■ Haber metni:
Süper kahramanlar iş başında

Güncelleme Tarihi:

Süper kahramanlar iş başında
Oluşturulma Tarihi: Şubat 15, 2001 00:00


Başak DEDEOĞLU
Haberin Devamı

Son yıllarda ekranlarda bir süper kahraman furyasıdır gidiyor. Gözünü bile kırpmadan tehlikelere göğüs geren bu kahramanları çok benimsedik. Bu konunun uzmanı Dr. Ergün Yolcu, bize bu kahramanların toplum üzerindeki etkisini anlattı.

■ Görev tanımı 1: Girdilerde "sign" dizesini içeren satırların sayısını belirtiniz; yanıt olarak yalnızca sayıyı yazınız. Büyük-küçük harf ayrımı dikkate alınmalıdır.

Bir tespit veri kümesinden alıntılar
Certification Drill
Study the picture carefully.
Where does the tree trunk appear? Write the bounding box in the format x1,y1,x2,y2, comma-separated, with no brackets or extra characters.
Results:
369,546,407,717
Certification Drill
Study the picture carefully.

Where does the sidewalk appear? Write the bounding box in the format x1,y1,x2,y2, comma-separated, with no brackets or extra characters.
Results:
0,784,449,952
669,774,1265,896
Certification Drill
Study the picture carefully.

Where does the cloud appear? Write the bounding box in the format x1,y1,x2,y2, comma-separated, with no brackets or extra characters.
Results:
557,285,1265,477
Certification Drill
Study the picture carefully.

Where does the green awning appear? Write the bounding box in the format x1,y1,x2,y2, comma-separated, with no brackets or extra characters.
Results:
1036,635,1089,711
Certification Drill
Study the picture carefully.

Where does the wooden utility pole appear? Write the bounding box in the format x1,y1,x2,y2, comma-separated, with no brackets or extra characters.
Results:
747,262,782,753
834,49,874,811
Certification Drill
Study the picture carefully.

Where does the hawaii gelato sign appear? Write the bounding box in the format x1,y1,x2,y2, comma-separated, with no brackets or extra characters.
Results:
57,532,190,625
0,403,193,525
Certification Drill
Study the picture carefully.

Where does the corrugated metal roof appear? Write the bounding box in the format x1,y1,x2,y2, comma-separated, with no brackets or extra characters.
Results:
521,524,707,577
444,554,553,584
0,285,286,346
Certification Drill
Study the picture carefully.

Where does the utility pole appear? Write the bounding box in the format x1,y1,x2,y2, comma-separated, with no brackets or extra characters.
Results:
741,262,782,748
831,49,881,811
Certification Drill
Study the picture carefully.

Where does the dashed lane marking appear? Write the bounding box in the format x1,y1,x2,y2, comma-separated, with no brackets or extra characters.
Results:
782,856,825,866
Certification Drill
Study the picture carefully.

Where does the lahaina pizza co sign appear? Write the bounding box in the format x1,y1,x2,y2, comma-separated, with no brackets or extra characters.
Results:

■ Görev tanımı 2:
Haberle ilgili aşağıdaki soruları yanıtlayınız:
(a) Haberin oluşturulma tarihi nedir?
(b) Haberde konunun uzmanı olarak kimin adı geçmektedir?
(c) Son yıllarda ekranlarda hangi furya görülmektedir?

■ Doğru yanıt 1: 2

■ Doğru yanıt 2:
(a) Şubat 15, 2001 00:00
(b) Dr. Ergün Yolcu
(c) Süper kahraman furyası